== What to produce ==
For each line below that holds the word "clicks", make a copy.

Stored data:
============================================================
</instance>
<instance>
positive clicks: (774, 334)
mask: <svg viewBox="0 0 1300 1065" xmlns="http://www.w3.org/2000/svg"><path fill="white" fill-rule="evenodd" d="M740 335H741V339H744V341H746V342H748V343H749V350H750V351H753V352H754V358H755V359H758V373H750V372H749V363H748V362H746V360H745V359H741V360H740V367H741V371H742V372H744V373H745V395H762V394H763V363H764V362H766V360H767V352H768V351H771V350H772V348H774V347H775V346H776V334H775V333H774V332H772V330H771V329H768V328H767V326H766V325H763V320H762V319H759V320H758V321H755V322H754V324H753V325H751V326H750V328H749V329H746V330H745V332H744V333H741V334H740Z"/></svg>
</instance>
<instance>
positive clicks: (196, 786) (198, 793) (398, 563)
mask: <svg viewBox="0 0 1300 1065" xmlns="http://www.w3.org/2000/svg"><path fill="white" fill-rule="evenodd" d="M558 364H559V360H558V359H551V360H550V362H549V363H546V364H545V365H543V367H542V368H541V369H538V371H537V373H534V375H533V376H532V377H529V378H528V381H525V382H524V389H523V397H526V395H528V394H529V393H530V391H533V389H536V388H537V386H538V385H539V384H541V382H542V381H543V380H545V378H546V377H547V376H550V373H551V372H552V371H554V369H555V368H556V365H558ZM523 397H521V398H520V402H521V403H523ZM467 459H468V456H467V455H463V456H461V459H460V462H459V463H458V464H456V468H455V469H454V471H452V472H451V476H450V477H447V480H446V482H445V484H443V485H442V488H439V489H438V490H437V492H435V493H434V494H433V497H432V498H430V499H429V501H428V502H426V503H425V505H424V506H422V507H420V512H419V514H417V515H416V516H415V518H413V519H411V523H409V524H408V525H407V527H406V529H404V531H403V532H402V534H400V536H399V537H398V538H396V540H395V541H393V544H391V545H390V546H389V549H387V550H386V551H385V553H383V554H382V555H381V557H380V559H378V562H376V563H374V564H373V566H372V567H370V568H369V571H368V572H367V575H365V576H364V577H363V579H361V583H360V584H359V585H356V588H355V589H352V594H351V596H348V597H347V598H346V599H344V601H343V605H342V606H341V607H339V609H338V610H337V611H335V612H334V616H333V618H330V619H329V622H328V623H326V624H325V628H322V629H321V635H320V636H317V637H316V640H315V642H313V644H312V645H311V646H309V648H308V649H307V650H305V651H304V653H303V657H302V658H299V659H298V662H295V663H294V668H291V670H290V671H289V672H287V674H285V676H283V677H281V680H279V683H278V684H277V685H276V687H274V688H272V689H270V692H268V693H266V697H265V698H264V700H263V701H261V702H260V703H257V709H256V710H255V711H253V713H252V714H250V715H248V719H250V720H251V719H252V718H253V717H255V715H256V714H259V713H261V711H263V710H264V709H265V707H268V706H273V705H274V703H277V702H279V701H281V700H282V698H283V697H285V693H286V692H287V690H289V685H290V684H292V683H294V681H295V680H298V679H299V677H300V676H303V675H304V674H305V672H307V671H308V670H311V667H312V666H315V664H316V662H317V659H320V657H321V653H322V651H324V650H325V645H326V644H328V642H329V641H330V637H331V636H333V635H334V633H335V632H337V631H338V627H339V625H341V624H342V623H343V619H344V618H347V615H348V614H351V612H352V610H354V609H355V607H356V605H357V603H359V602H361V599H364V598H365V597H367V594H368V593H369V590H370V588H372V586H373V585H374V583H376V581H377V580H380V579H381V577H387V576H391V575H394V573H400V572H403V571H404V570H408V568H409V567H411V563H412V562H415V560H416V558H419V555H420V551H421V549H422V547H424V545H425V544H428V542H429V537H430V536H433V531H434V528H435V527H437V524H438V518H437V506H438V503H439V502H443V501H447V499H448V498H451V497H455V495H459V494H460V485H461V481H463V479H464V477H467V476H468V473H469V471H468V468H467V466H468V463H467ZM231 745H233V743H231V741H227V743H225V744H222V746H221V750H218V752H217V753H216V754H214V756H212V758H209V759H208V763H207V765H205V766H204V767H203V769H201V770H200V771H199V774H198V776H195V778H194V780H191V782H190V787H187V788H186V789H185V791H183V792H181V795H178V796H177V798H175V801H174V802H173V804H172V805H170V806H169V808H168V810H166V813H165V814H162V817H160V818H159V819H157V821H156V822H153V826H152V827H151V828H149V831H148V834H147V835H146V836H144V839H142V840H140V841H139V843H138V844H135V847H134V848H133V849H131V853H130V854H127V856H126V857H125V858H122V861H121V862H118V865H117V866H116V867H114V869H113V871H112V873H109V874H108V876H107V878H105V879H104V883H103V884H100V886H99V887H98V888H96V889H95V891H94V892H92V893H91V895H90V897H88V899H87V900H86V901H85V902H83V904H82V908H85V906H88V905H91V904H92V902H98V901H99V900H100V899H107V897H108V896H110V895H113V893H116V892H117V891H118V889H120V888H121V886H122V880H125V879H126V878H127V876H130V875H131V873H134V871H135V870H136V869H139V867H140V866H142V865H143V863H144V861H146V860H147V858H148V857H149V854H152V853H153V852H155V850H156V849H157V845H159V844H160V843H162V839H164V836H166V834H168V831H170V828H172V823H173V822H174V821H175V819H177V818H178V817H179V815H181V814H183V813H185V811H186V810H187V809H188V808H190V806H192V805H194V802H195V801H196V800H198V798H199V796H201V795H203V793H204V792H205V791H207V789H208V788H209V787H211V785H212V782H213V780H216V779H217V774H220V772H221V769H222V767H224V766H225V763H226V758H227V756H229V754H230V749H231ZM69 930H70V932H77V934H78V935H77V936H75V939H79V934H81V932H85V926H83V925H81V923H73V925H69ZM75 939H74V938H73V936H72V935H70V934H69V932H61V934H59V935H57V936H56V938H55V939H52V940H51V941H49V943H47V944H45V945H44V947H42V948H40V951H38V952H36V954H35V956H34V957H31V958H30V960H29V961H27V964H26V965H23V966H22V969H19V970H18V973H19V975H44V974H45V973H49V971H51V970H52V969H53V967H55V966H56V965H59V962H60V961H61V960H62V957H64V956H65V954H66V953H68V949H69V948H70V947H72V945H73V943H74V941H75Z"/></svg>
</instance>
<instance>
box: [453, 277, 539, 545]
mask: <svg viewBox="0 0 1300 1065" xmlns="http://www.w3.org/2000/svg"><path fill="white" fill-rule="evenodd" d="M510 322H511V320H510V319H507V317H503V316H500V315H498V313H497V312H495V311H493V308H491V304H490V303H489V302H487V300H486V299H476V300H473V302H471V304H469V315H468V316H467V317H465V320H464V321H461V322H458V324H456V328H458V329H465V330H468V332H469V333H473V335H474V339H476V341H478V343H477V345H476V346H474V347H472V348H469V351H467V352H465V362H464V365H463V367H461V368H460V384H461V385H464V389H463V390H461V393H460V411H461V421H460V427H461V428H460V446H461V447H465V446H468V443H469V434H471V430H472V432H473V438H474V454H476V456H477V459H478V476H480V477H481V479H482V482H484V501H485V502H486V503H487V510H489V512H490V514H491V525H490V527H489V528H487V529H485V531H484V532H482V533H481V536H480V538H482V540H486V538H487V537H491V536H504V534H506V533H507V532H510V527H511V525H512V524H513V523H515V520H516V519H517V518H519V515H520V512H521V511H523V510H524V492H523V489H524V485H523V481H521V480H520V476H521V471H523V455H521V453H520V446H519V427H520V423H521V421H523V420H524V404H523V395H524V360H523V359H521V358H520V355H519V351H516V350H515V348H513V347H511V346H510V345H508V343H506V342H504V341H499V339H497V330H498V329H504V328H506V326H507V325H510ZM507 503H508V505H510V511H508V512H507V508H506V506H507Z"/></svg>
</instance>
============================================================
== Output below ==
positive clicks: (774, 334)
positive clicks: (196, 786) (198, 793) (398, 563)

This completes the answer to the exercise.